Rewrite the text on the A2063G mutation and chest X-rays, starting at "Mycoplasma pneumoniae 23S" and ending at "Zhao1, Feng Liu1.", with "children" changed to "pediatric patients".

Selected passage:
Segment Open

Literature DB >> 28760082

Mycoplasma pneumoniae 23S rRNA A2063G mutation does not influence chest radiography features in children with pneumonia.

Huan Deng1, Jun Rui1, Deyu Zhao1, Feng Liu1.   

Abstract

Objective To measure the rate of the A2063G mutation in the Mycoplasma pneumoniae ( M. pneumoniae) 23S rRNA domain V in children with pneumonia and to determine the correlation between radiographic findings and the presence of the A2063G mutation. Methods Patients who were hospitalized with a confirmed diagnosis of M. pneumoniae pneumonia were enrolled in this study. M. pneumoniae strains were collected for genotype analysis. Chest radiography was performed on all children prior to and following macrolide treatment. Clinical and imaging data were obtained. Results Of 211 patients, 195 (92.42%) harboured M. pneumoniae with the A2063G mutation. No significant differences were identified in inflammation score, chest radiography inflammation absorption grade before and after macrolide treatment, or pulmonary complications (atelectasis, hydrothorax, or pleuritis) prior to macrolide treatment when children were stratified based on the presence or absence of the A2063G mutation. Conclusions A high proportion of children with pneumonia harboured strains of M. pneumoniae with the A2063G mutation in the 23S rRNA domain V. However, no obvious chest radiographic features of M. pneumoniae pneumonia were associated with the A2063G variant.

Segment Closed

Study material:

Segment Open

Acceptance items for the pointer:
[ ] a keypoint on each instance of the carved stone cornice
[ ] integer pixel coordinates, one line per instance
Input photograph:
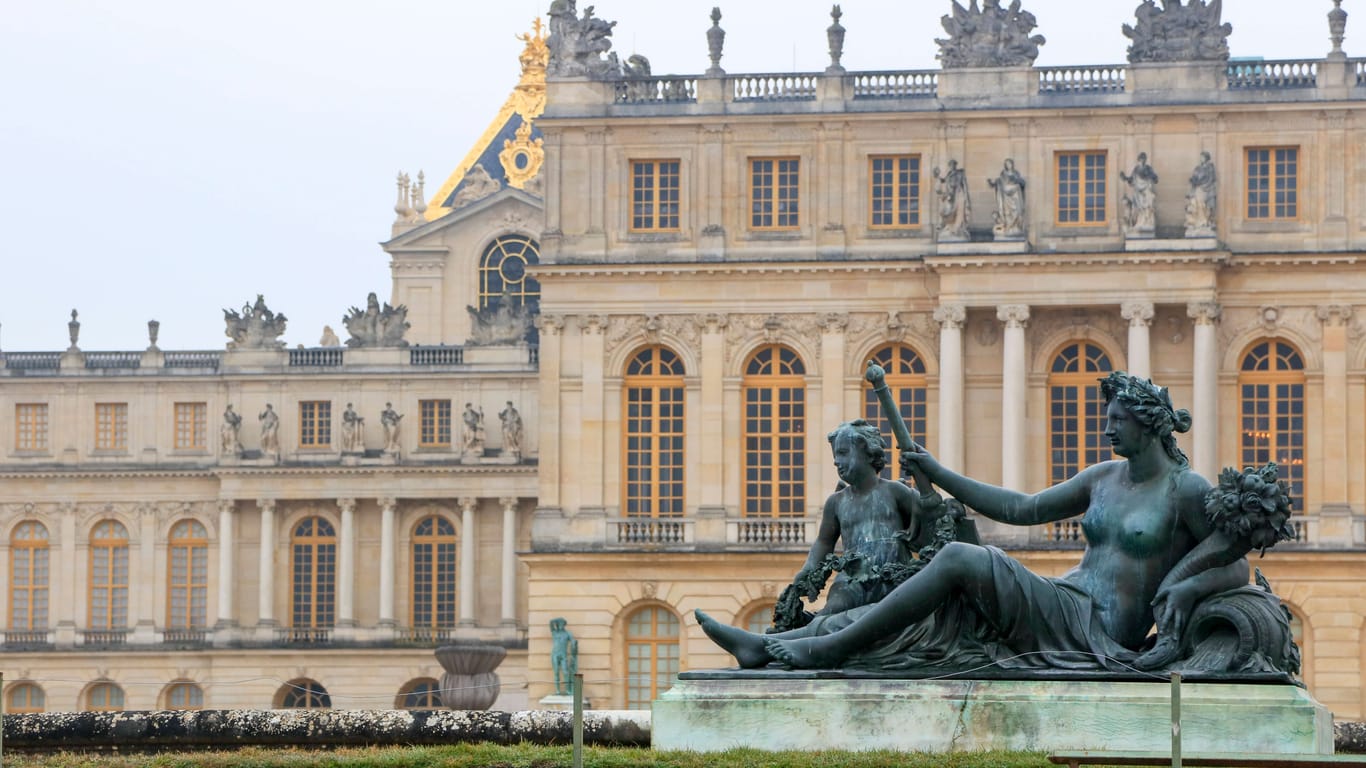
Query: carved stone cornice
(1012, 314)
(951, 314)
(1204, 313)
(1335, 316)
(1139, 313)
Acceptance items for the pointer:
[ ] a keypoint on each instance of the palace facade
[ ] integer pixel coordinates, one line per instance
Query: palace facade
(711, 261)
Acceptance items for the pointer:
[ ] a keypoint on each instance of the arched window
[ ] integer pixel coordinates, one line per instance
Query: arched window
(29, 577)
(503, 269)
(757, 618)
(1271, 384)
(906, 380)
(775, 433)
(433, 573)
(108, 577)
(653, 402)
(1077, 410)
(313, 554)
(652, 655)
(302, 694)
(422, 693)
(104, 697)
(23, 698)
(183, 696)
(187, 581)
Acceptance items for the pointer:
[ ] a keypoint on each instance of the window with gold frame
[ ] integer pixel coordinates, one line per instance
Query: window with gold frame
(313, 570)
(773, 437)
(909, 386)
(1082, 189)
(1077, 410)
(775, 193)
(1271, 384)
(654, 196)
(30, 427)
(1272, 182)
(314, 424)
(652, 655)
(191, 427)
(653, 433)
(187, 577)
(108, 577)
(894, 192)
(29, 577)
(435, 424)
(435, 558)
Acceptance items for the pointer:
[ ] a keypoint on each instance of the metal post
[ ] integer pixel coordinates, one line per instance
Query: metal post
(1176, 720)
(578, 719)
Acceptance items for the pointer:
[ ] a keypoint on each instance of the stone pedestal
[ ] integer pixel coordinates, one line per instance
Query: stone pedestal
(717, 711)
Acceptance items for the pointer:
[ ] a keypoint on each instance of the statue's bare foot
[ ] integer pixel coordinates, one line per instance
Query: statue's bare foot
(802, 653)
(747, 648)
(1160, 655)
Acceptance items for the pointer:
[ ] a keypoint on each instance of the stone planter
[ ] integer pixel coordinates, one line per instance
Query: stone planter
(469, 681)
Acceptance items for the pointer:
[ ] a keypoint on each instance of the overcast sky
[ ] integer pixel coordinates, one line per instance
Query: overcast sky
(165, 159)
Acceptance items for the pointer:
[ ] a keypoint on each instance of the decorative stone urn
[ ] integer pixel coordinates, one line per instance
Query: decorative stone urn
(469, 681)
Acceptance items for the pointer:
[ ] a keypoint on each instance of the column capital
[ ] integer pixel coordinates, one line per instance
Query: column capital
(1204, 313)
(1335, 314)
(951, 314)
(1012, 314)
(1139, 313)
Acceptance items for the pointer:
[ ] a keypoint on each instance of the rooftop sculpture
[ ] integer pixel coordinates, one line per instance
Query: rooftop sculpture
(989, 36)
(254, 328)
(1178, 33)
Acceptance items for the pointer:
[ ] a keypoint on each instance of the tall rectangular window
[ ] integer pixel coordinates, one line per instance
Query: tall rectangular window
(775, 194)
(30, 427)
(314, 424)
(1273, 182)
(435, 424)
(191, 427)
(654, 196)
(1081, 187)
(895, 192)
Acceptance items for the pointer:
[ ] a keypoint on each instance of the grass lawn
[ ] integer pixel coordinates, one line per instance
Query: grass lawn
(526, 756)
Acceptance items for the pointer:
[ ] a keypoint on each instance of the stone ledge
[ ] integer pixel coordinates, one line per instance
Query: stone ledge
(226, 729)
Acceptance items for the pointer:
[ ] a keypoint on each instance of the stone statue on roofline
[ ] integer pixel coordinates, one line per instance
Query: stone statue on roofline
(254, 328)
(376, 325)
(988, 36)
(1178, 32)
(1164, 550)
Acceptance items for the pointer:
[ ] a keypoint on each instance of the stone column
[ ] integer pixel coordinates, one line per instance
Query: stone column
(346, 565)
(265, 577)
(1335, 431)
(951, 319)
(508, 560)
(1205, 384)
(1014, 373)
(387, 509)
(227, 550)
(467, 560)
(1139, 314)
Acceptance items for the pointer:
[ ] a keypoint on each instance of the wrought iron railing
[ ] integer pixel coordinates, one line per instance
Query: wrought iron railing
(1290, 73)
(1107, 78)
(317, 357)
(775, 88)
(895, 85)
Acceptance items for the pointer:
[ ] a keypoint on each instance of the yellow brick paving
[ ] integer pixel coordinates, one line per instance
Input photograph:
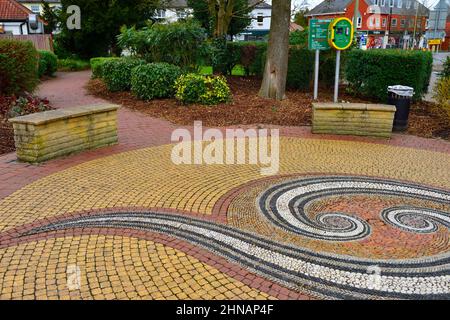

Segment Closed

Response box:
Mycoplasma pneumoniae 23S rRNA A2063G mutation does not influence chest radiography features in pediatric patients with pneumonia.

Huan Deng1, Jun Rui1, Deyu Zhao1, Feng Liu1.